Source data ::
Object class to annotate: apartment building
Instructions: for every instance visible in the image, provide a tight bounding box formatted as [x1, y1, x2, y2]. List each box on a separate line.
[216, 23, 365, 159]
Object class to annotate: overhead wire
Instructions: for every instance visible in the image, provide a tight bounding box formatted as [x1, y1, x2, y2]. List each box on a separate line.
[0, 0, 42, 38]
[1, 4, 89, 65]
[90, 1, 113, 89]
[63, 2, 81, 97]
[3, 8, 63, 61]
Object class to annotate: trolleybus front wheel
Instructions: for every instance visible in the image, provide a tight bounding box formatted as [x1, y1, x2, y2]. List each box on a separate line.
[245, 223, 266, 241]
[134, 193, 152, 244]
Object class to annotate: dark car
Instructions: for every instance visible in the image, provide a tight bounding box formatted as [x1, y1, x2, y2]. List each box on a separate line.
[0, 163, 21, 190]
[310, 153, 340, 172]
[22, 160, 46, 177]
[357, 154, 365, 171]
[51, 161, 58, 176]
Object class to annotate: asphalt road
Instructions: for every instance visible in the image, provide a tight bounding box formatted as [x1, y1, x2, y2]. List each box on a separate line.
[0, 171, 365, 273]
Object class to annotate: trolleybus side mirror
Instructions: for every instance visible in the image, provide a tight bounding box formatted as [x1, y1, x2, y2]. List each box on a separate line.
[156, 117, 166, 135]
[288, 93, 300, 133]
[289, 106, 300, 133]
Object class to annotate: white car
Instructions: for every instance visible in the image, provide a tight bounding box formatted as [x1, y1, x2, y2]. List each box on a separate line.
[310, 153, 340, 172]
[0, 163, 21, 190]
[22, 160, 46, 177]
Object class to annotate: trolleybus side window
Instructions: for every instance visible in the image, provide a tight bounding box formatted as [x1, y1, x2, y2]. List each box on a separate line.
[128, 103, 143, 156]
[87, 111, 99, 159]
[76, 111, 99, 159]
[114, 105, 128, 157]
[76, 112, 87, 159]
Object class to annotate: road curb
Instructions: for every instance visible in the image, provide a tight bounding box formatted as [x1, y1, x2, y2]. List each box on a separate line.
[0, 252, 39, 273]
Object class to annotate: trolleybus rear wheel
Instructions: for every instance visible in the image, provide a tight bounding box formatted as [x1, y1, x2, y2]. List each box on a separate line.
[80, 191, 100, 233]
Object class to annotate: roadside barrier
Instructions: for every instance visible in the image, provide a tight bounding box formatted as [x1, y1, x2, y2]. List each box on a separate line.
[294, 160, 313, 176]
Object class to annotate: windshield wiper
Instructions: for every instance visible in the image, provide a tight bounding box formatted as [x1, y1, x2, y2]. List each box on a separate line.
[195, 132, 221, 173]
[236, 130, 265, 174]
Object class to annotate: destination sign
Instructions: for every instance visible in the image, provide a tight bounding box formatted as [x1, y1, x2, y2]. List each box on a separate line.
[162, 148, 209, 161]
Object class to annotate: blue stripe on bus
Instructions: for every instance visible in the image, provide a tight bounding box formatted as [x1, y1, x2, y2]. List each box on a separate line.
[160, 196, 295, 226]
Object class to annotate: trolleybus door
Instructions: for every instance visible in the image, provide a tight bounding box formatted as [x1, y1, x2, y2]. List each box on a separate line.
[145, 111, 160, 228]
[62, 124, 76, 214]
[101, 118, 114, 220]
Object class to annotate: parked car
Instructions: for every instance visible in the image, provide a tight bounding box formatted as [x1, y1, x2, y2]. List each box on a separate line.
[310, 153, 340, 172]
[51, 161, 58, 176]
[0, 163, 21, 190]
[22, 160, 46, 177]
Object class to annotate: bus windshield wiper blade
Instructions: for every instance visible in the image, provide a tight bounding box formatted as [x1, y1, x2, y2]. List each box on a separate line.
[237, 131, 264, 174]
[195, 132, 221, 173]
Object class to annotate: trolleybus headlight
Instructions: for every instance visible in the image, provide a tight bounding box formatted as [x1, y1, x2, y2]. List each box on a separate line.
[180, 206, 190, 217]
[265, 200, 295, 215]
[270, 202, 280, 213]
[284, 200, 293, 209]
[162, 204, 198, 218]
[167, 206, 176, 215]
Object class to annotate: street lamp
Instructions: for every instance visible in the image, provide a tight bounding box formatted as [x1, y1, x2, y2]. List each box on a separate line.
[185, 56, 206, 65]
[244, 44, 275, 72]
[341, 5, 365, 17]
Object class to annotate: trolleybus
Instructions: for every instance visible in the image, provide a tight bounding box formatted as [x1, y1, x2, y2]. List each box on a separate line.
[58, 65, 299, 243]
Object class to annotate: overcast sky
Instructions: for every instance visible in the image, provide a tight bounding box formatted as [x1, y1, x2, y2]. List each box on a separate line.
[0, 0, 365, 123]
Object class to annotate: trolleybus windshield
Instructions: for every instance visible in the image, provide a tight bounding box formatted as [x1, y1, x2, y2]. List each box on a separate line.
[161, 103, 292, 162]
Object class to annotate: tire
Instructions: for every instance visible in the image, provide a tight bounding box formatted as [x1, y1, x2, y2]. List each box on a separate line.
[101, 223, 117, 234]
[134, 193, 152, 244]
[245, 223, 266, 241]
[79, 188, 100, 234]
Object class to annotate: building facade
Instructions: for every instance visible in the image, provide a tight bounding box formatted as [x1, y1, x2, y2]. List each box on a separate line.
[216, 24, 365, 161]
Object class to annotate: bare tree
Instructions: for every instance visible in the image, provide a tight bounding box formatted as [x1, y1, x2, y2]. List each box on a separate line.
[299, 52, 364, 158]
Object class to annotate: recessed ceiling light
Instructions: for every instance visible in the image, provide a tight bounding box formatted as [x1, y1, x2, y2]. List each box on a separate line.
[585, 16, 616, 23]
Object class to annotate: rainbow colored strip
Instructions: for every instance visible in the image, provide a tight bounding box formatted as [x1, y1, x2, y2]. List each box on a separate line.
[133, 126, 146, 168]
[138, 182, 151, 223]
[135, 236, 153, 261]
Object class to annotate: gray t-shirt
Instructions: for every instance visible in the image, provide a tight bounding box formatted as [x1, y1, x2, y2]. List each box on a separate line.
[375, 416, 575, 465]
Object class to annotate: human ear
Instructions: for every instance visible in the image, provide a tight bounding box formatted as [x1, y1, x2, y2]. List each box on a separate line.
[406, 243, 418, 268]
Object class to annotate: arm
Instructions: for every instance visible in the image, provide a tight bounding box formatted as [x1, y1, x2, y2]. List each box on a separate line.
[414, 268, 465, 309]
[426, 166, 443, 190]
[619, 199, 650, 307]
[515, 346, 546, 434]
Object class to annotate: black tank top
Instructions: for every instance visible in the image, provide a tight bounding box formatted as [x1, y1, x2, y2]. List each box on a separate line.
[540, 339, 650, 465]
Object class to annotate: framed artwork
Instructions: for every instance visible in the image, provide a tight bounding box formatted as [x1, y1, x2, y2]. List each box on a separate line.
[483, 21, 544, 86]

Exercise brief :: Reproduce the material above in full, swapping every occurrence of "separate line" for "line of its own" and leaving everything else unchanged.

Task answer ::
Object class to annotate: apartment building
Instructions: for every instance visible in the image, provide a tight bounding box formatted as [x1, y1, x2, y2]. List each box on a line of its own.
[216, 23, 365, 159]
Object class to annotate: overhead wire
Instructions: for every instance visible in the image, provide a tight bounding box formatted as [x1, y1, x2, y2]. List each box on a line of its own.
[0, 0, 42, 38]
[1, 4, 89, 65]
[90, 1, 113, 89]
[63, 2, 81, 97]
[3, 8, 63, 61]
Object class to annotate: trolleybus front wheel
Instructions: for every instance visible in the image, provide a tight bounding box formatted as [x1, y1, x2, y2]. List each box on a line of its own.
[245, 223, 266, 241]
[134, 193, 152, 244]
Object class to annotate: dark car
Instructions: for every instance visible in the image, provide a tight bounding box formatted as [x1, y1, x2, y2]. List each box on a line of its own.
[0, 163, 21, 190]
[310, 153, 340, 172]
[22, 160, 46, 177]
[357, 154, 365, 171]
[51, 161, 58, 176]
Object class to annotate: asphalt road
Instructions: for every instance visible in the image, provide a tight bounding box formatted as [x1, y1, x2, y2]. List each box on a line of its own.
[0, 171, 365, 273]
Object class to annotate: trolleybus side mirror
Instructions: for every instance visible in the image, provide a tight bounding box formatted as [x1, y1, x2, y2]. List each box on a line of its own.
[156, 117, 166, 135]
[288, 93, 300, 133]
[289, 106, 300, 133]
Object class to annotate: white car
Instructions: for every instance visible in the image, provide a tight bounding box formatted as [x1, y1, x2, y2]. List each box on a line of its own.
[310, 153, 340, 172]
[0, 163, 21, 190]
[22, 160, 46, 177]
Object class to annotate: trolleybus side window
Instructions: for every instance visible in the image, provide a tight bounding box formatted as [x1, y1, x2, y2]. List each box on a line of its own.
[128, 103, 143, 156]
[87, 111, 99, 159]
[76, 111, 99, 159]
[114, 105, 128, 157]
[76, 112, 87, 159]
Object class to annotate: road curb
Instructions: for every instance visible in the image, provide a tight bounding box formatted as [x1, y1, x2, y2]. List each box on a line of its own.
[0, 252, 39, 273]
Object class to annotate: trolleybus rear wheel
Instructions: for every instance visible in the image, provide a tight bounding box formatted as [x1, y1, x2, y2]. List each box on a line of its own.
[80, 191, 100, 233]
Object class to annotate: roadside barrier
Instructions: for every instance visible in the image, provide a tight bounding box formatted as [x1, y1, x2, y2]. List each box on a line of its own.
[294, 160, 313, 176]
Object class to annotate: windshield wiper
Instructions: for every instance visible in the image, provide a tight bounding box formatted as [x1, y1, x2, y2]. List each box on a line of its own.
[195, 132, 221, 173]
[236, 130, 265, 174]
Object class to annotate: destination sign
Instructions: for every instance visible in the image, provide a tight bounding box formatted as [x1, y1, x2, y2]. List each box on a line of its own.
[162, 148, 209, 161]
Object class to annotate: blue stripe on bus
Instructions: for every instance visible in the image, provide a tight bounding box formatted as [x1, y1, x2, y2]. List each box on a line of its own.
[160, 196, 295, 226]
Object class to annotate: trolleybus door
Instructions: for every instance visible in the image, provide a tight bounding box formatted as [x1, y1, x2, y2]. List each box on a line of its own.
[145, 111, 160, 228]
[62, 124, 76, 214]
[101, 118, 114, 220]
Object class to annotate: parked car
Instructions: for every instance visible in the image, provide a tight bounding box formatted as [x1, y1, x2, y2]. List each box on a line of its own.
[310, 153, 340, 172]
[51, 161, 58, 176]
[0, 163, 21, 190]
[22, 160, 46, 177]
Object class to annotate: bus windshield wiper blade
Instructions: for every instance visible in the image, provide a tight bounding box formatted as [x1, y1, x2, y2]. List each box on a line of its own.
[237, 131, 264, 174]
[195, 132, 221, 173]
Object class to annotate: trolleybus headlight
Instructions: for every instance visible in the image, provide a tight bounding box formatted as [x1, y1, x2, y2]. List each box on a line of its own.
[180, 206, 190, 217]
[265, 200, 295, 215]
[270, 202, 280, 213]
[284, 200, 293, 209]
[162, 204, 198, 218]
[167, 206, 176, 215]
Object class to annotate: street lamp
Instructions: for every instance visible in the image, provide a tight bounding box formatted as [x1, y1, x2, y2]. List each box on a line of its own.
[185, 56, 206, 65]
[244, 44, 275, 72]
[341, 5, 365, 17]
Object class to annotate: trolleybus
Instructions: for every instance visible in the image, provide a tight bounding box formatted as [x1, y1, x2, y2]. List each box on a line of its own.
[58, 65, 299, 243]
Object class to annotate: overcast sky
Instructions: for every instance visible in the image, provide a tight bounding box formatted as [x1, y1, x2, y2]. List each box on a line of its own.
[0, 0, 365, 123]
Object class to annotate: trolleybus windshield
Instructions: for every instance visible in the image, provide a tight bounding box formatted as [x1, y1, x2, y2]. List each box on a line of its own.
[161, 103, 292, 162]
Object class to annotate: tire
Instructions: for every instance visible in the image, provide a tight bounding box formatted as [x1, y1, x2, y2]. List each box on a line of its own.
[101, 223, 117, 234]
[134, 193, 152, 244]
[245, 223, 266, 241]
[79, 188, 100, 234]
Object class to annotate: building facade
Instructions: for every instance visible in the image, provide a tight bounding box formatted as [x1, y1, x2, y2]. List each box on a line of its own.
[216, 24, 365, 161]
Object class to annotate: bare tree
Instructions: for every instance visible in the image, provide a tight bounding box formatted as [x1, y1, x2, y2]. List each box on a line of its own.
[299, 52, 364, 158]
Object class to annotate: recessed ceiling light
Instructions: for every instance visible in the image, provide a tight bounding box formatted as [x1, y1, x2, y2]. List each box on a line of its own.
[585, 16, 616, 23]
Object class to annotate: rainbow colored strip
Instructions: for every instance visible in the image, provide a tight bounding box formatted as [x1, y1, x2, y2]. List each box on a line of its own.
[133, 126, 146, 168]
[138, 182, 151, 223]
[135, 236, 153, 261]
Object class to annotate: gray t-shirt
Instructions: for every instance visible in the image, provide a tight bounding box formatted as [x1, y1, x2, y2]. List each box on a line of its own.
[375, 416, 575, 465]
Object class to annotate: human ear
Instructions: for every instance visible in the image, provide a tight bounding box formatted as [x1, y1, x2, y2]. List each box on a line of its own.
[406, 243, 418, 268]
Object class to annotate: arm
Instructions: for every instance visible in the image, provide a tight bounding box formatted as [x1, y1, x2, y2]. List each box on a line of its own.
[414, 268, 465, 309]
[426, 166, 443, 190]
[619, 199, 650, 307]
[515, 346, 546, 434]
Object class to annotate: black tank top
Instructions: for every instance visible in the image, provide a tight bounding box formatted as [x1, y1, x2, y2]. List each box on a line of its own.
[540, 339, 650, 465]
Object class to annotate: framed artwork
Instructions: for every instance visible in the image, provide a tight bounding box formatted as [x1, y1, x2, y2]. List each box on a line of its own.
[483, 21, 544, 86]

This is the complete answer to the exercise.